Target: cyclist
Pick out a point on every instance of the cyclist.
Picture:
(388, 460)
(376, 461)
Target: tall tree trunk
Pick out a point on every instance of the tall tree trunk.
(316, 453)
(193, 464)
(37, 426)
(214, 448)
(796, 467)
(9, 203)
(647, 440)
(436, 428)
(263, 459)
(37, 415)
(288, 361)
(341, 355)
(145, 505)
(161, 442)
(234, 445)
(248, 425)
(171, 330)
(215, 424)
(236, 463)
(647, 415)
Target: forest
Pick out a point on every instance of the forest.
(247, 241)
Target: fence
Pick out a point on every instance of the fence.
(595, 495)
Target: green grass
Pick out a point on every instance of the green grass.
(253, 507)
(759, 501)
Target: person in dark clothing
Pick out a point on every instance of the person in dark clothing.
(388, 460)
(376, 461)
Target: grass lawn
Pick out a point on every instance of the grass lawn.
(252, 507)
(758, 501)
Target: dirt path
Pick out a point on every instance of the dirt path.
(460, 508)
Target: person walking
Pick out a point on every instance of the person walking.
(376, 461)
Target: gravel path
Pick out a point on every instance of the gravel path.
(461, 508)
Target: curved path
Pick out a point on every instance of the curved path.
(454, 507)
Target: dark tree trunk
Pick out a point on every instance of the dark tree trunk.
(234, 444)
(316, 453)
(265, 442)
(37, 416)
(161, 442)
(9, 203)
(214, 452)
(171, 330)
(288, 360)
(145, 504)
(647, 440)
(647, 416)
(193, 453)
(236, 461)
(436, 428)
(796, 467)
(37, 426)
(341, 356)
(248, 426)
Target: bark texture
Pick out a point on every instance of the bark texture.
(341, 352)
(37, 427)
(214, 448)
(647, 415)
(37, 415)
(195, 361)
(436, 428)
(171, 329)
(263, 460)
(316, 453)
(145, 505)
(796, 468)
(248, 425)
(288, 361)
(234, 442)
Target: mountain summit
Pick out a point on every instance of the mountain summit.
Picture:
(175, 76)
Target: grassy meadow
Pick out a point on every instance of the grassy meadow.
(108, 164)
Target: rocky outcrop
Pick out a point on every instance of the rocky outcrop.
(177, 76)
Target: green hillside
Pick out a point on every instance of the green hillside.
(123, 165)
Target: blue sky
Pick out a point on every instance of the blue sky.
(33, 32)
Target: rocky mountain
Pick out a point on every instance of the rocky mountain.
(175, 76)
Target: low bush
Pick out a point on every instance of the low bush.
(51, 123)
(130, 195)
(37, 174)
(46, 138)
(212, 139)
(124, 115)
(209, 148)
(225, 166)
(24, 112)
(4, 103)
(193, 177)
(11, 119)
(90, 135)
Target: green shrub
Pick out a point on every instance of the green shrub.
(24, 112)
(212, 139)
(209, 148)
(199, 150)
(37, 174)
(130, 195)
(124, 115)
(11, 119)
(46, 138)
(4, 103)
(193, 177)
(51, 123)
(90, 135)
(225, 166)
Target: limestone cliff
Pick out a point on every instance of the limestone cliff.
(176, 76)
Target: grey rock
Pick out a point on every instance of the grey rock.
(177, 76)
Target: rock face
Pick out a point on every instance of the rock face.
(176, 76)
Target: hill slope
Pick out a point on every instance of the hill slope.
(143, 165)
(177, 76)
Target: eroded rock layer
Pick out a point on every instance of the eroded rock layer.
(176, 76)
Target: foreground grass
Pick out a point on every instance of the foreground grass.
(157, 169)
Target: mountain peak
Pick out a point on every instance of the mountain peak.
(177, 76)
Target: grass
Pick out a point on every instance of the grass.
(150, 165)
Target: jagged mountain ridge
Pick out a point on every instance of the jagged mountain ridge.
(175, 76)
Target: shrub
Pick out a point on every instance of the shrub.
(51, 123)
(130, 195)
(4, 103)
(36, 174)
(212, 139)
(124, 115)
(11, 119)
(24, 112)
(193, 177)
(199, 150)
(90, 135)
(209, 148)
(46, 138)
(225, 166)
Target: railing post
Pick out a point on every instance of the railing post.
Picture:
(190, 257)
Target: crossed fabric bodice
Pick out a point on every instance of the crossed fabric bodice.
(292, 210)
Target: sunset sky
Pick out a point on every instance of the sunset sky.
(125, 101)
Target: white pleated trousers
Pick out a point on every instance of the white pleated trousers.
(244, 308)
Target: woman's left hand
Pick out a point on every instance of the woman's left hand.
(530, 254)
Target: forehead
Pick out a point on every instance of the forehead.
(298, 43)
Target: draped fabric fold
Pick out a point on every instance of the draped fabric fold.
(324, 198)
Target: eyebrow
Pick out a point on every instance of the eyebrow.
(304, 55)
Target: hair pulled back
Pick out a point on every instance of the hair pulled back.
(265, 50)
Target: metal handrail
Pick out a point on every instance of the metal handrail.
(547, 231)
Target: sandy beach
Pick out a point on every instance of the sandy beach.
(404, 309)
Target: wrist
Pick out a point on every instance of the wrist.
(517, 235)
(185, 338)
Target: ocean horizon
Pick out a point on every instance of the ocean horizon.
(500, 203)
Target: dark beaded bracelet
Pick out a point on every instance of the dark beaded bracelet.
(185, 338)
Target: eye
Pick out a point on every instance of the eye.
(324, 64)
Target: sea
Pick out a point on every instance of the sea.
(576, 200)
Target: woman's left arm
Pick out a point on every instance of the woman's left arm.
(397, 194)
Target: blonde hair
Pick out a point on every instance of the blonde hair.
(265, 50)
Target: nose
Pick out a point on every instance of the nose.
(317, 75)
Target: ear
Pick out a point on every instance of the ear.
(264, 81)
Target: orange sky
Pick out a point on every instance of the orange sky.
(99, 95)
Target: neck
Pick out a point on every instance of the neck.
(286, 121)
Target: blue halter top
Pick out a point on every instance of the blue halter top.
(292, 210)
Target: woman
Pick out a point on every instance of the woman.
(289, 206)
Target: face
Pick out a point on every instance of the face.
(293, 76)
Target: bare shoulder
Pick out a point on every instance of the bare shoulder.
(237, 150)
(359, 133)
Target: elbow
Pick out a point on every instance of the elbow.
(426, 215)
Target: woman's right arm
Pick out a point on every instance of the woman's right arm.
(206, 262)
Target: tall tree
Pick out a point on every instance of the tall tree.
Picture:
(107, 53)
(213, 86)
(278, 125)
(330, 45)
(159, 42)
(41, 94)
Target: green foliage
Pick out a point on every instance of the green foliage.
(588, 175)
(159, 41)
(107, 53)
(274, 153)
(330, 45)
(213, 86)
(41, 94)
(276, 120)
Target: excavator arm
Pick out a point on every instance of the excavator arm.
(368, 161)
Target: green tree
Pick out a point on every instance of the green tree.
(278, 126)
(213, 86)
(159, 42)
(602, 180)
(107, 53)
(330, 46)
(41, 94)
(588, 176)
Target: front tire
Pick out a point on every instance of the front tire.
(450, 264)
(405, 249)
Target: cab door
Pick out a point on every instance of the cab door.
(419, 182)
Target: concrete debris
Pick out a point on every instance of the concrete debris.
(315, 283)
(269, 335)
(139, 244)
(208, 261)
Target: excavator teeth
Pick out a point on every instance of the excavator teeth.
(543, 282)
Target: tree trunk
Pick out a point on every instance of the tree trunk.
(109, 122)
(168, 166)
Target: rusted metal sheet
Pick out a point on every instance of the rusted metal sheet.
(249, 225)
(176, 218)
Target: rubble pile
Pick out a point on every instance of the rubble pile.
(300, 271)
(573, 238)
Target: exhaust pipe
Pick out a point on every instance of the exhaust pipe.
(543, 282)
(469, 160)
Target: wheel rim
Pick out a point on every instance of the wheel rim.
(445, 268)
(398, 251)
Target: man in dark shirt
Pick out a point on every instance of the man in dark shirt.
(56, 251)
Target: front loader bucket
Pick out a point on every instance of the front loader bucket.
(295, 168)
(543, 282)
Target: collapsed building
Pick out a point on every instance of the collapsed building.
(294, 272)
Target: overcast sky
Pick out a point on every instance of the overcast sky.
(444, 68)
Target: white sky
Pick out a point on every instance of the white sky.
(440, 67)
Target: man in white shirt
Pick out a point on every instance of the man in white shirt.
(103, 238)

□ □ □ □ □

STATED GOAL: Every line from the one containing "Target: front tire" through the end of the data must be repeated exactly, and no other line.

THE REPLY:
Target: front tire
Pick out a point on every instance of the front tire.
(450, 264)
(405, 249)
Target: cab door
Pick out a point on every instance of the cab door.
(419, 182)
Target: concrete debris
Pick out a point on every instance of the concrete debris.
(315, 283)
(269, 335)
(139, 244)
(208, 261)
Target: excavator teeth
Pick out a point on every instance of the excavator teeth.
(543, 282)
Target: tree trunk
Pick out a point on every instance of the tree trunk.
(109, 122)
(168, 166)
Target: rusted metal sheet
Pick out a point on every instance of the rusted metal sheet.
(249, 225)
(176, 218)
Target: rubble pile
Pick out a point on every instance of the rubble pile.
(300, 271)
(573, 238)
Target: exhaust pipe
Pick out a point on every instance of the exhaust pipe.
(543, 282)
(469, 160)
Target: wheel rim
Pick out a point on every instance of the wheel rim.
(445, 268)
(398, 251)
Target: man in dark shirt
Pick out a point on every instance of the man in dark shirt.
(56, 251)
Target: front loader bucket
Pick out a point on every instance of the front loader bucket.
(295, 168)
(543, 282)
Target: collapsed building
Pick out a point on every instance of the collapsed building.
(294, 272)
Target: overcast sky
Pick out a point on every instance of the overcast sky.
(444, 68)
Target: white sky
Pick out a point on every instance of the white sky.
(440, 67)
Target: man in white shirt
Pick out a point on every instance of the man in white shirt.
(103, 238)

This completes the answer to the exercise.